— start of Exercise input —
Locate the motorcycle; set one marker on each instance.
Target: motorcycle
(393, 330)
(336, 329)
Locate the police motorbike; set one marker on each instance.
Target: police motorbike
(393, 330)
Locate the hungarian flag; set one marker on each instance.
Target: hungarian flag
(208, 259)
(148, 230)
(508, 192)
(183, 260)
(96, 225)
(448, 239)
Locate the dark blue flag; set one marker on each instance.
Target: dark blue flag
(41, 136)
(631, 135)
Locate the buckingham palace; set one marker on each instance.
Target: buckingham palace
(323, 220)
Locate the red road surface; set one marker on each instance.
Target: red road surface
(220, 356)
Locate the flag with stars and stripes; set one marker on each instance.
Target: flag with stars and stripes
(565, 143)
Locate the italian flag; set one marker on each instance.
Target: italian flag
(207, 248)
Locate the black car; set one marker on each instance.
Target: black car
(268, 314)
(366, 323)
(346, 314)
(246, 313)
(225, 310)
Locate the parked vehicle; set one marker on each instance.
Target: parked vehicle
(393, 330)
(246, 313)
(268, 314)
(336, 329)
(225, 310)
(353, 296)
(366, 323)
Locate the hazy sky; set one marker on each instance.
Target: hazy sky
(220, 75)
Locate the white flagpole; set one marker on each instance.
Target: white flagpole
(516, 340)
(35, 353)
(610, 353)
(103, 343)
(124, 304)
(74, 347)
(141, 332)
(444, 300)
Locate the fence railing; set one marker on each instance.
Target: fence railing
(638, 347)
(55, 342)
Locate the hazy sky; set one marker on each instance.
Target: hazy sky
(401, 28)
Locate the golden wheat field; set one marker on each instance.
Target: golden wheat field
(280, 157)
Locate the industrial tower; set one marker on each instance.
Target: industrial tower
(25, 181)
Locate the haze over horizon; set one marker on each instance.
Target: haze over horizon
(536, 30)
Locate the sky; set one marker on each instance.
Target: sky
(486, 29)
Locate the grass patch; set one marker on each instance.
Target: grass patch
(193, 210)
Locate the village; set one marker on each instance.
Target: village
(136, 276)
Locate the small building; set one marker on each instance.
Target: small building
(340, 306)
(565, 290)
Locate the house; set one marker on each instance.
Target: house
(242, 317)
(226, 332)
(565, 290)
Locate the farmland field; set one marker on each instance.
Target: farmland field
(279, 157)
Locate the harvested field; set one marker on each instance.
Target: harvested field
— end of Exercise input —
What the exercise asks. Print out every record again, exactly and in full.

Response below.
Locate the motorcycle; set one marker on each instance.
Target: motorcycle
(393, 330)
(336, 329)
Locate the police motorbike; set one marker on each instance.
Target: police motorbike
(393, 330)
Locate the hungarian flag; set one marker on each instance.
Target: hungarian flag
(208, 259)
(148, 230)
(508, 192)
(183, 260)
(96, 225)
(448, 239)
Locate the dark blue flag; set one marker on each instance.
Target: dark blue flag
(41, 136)
(631, 135)
Locate the buckingham palace; set one marker on each instance.
Target: buckingham palace
(323, 220)
Locate the red road surface; set one marker on each instance.
Target: red road surface
(220, 356)
Locate the flag with stars and stripes; set one marker on each instance.
Target: flag with stars and stripes
(565, 143)
Locate the italian flag; set one marker on each instance.
Target: italian flag
(207, 248)
Locate the black car; set one marker on each instance.
Target: black car
(268, 314)
(366, 323)
(346, 314)
(246, 313)
(225, 310)
Locate the parked vehicle; set one marker on each instance.
Target: parked vehicle
(393, 330)
(246, 313)
(268, 314)
(336, 329)
(225, 310)
(353, 296)
(366, 323)
Locate the hazy sky; set one marker on each instance.
Target: hazy sky
(220, 75)
Locate the white flagpole; set one marker on each instance.
Target: white flagpole
(516, 340)
(35, 353)
(610, 353)
(103, 343)
(124, 304)
(74, 347)
(141, 332)
(444, 300)
Locate the fence railing; set one marker on each instance.
Target: fence railing
(638, 347)
(55, 342)
Locate the hazy sky; set one marker on each instance.
Target: hazy sky
(401, 28)
Locate the golden wheat field; set one marker on each instance.
Target: golden wheat field
(280, 157)
Locate the industrial tower; set one marker on each instance.
Target: industrial tower
(25, 181)
Locate the haze over horizon; set one marker on each instance.
Target: haze over horizon
(536, 30)
Locate the sky; set one marker on each instance.
Target: sky
(486, 29)
Locate the grass patch; set one marker on each instance.
Target: grass patch
(193, 210)
Locate the village; set one marker on each instance.
Target: village
(136, 276)
Locate the small building; set one marker on each instance.
Target: small building
(340, 306)
(565, 290)
Locate the house; set one marker on each instance.
Target: house
(242, 317)
(226, 332)
(565, 290)
Locate the farmland field; set one marker on each instance.
Target: farmland field
(279, 157)
Locate the harvested field; set one marker on each instance.
Target: harvested field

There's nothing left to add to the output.